A behavior mismatch in AbstractCollection.toArray(T[] )

Sean Chou zhouyx at linux.vnet.ibm.com
Wed Dec 14 07:05:14 UTC 2011


Hi Mike, David,

    I reported this as a bug:
http://bugs.sun.com/bugdatabase/view_bug.do?bug_id=7121314  .

On Wed, Dec 14, 2011 at 1:03 PM, Mike Duigou <mike.duigou at oracle.com> wrote:

> I agree that most people probably won't check whether the array returned
> is the array they provided. It is possible that they incorrectly assume it
> is. ie.
>
> Collection<Integer> collection;
> ...
> Integer[] foo = new Integer[collection.size()]; // of sufficient size for
> all elements
> // at this point collection grows.
> collection.toArray(foo); // this will work, right?
> for(Integer each : foo) {
>   // wait! foo is empty, why?

### What to do
Rewrite the part of the toArray message that opens with the words containing "On Wed, Dec" and closes with "will work, right?", switching "foo" to "target" throughout. The items are not needed for anything here.

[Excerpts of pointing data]
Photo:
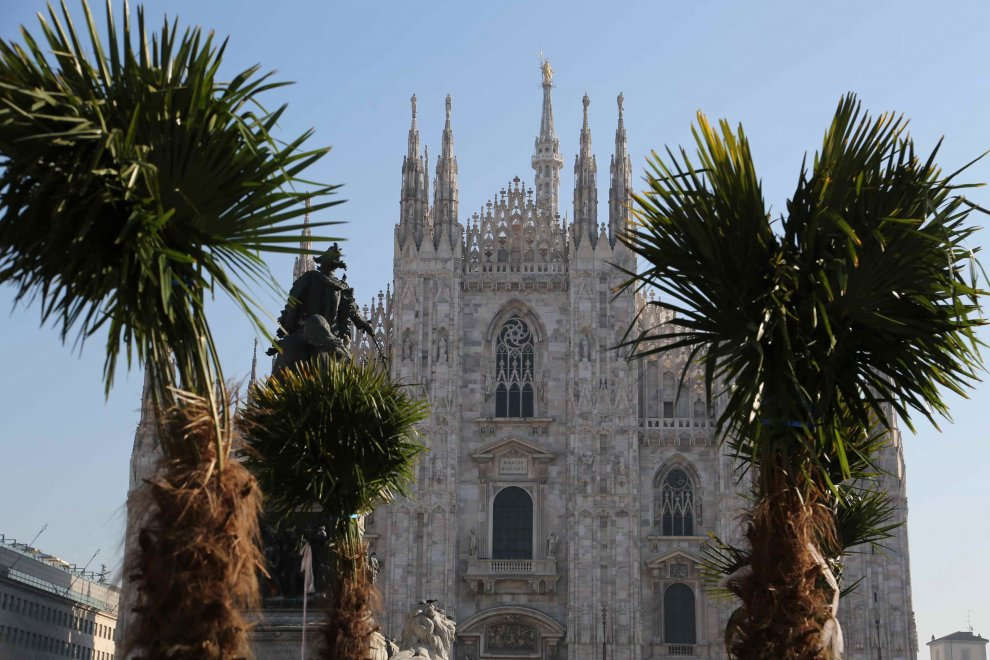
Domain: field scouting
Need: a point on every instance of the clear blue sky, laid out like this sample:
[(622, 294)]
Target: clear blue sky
[(777, 67)]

### Written reply
On Wed, Dec 14, 2011 at 1:03 PM, Mike Duigou <mike.duigou at oracle.com> wrote:

> I agree that most people probably won't check whether the array returned
> is the array they provided. It is possible that they incorrectly assume it
> is. ie.
>
> Collection<Integer> collection;
> ...
> Integer[] target = new Integer[collection.size()]; // of sufficient size for
> all elements
> // at this point collection grows.
> collection.toArray(target); // this will work, right?